> _Required work_: Please reproduce the stretch of the records from the line containing "mark every black" through the line containing "0, 0, 329, 219", replacing "debugging" with "testing" and changing nothing else.

> _Items_:
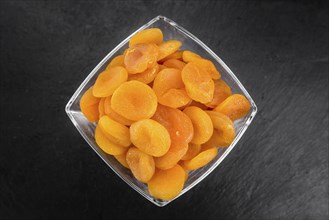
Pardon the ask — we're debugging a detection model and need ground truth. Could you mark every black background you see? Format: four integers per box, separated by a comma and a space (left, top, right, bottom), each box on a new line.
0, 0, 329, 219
==
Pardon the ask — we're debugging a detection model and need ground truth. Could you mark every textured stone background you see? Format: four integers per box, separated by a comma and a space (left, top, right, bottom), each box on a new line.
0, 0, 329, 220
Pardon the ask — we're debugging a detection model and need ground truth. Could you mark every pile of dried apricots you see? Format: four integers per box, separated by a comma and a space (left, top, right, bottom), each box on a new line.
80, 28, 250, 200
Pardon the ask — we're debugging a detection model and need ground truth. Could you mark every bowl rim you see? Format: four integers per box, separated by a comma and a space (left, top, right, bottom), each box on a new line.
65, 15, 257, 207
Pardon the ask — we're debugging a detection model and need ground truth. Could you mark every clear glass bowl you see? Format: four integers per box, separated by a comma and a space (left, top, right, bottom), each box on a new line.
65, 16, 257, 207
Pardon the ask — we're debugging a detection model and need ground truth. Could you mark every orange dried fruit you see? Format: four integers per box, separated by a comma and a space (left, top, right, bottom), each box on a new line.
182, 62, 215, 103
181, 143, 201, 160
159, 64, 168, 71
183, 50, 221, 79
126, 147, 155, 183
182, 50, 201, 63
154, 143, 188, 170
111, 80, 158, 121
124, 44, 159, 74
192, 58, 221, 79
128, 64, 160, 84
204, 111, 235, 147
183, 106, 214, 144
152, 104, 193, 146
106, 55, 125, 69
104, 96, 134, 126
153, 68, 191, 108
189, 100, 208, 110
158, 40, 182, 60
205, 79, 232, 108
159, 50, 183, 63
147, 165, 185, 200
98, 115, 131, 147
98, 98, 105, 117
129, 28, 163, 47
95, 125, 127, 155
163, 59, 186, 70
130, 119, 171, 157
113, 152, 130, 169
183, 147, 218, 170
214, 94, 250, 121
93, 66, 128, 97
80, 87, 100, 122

> _Output for this task_:
Pardon the ask — we're testing a detection model and need ground truth. Could you mark every black background you see? Format: four integers per box, separated by a comma and a space (left, top, right, bottom), each box on a new line.
0, 0, 329, 219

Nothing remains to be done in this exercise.